### EXERCISE INSTRUCTIONS
Each of the entries beneath this task should be written out exactly.

Referring expression pointing data:
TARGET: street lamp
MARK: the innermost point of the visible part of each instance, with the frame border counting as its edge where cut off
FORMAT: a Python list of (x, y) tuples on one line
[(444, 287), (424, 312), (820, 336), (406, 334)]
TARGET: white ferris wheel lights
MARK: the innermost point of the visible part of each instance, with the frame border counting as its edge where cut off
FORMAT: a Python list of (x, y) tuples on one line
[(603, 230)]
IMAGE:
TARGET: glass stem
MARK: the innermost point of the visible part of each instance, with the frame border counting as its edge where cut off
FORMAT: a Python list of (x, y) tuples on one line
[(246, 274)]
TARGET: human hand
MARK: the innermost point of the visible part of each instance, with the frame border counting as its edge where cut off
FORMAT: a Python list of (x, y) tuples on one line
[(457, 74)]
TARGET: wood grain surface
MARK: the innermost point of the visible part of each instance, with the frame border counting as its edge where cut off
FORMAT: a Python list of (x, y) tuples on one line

### TASK SOLUTION
TARGET: street lamp
MARK: the innermost point of the visible part of each instance, with the frame border counting as its edge where cut off
FORMAT: a Python list of (x, y) tuples on one line
[(444, 287), (424, 312), (820, 336), (406, 334)]
TARGET: white ferris wheel lights
MARK: the innermost point of the visible part of each instance, with the frame border counting as its edge where cut off
FORMAT: a Python list of (x, y) tuples on one line
[(603, 230)]
IMAGE:
TARGET: glass stem
MARK: the innermost point of the visible part of each instance, with the frame border counting as its edge where cut off
FORMAT: a Python list of (x, y) tuples on one line
[(246, 274)]
TARGET: human hand
MARK: the innermost point of the visible part of each instance, with the frame border counting as its edge where cut off
FORMAT: a Python list of (x, y) tuples on one line
[(457, 74)]
TARGET: wood grain surface
MARK: the innermost point of the visible part of each instance, with the frame border counting as its edge where cut off
FORMAT: a Python list of (x, y) tuples on one line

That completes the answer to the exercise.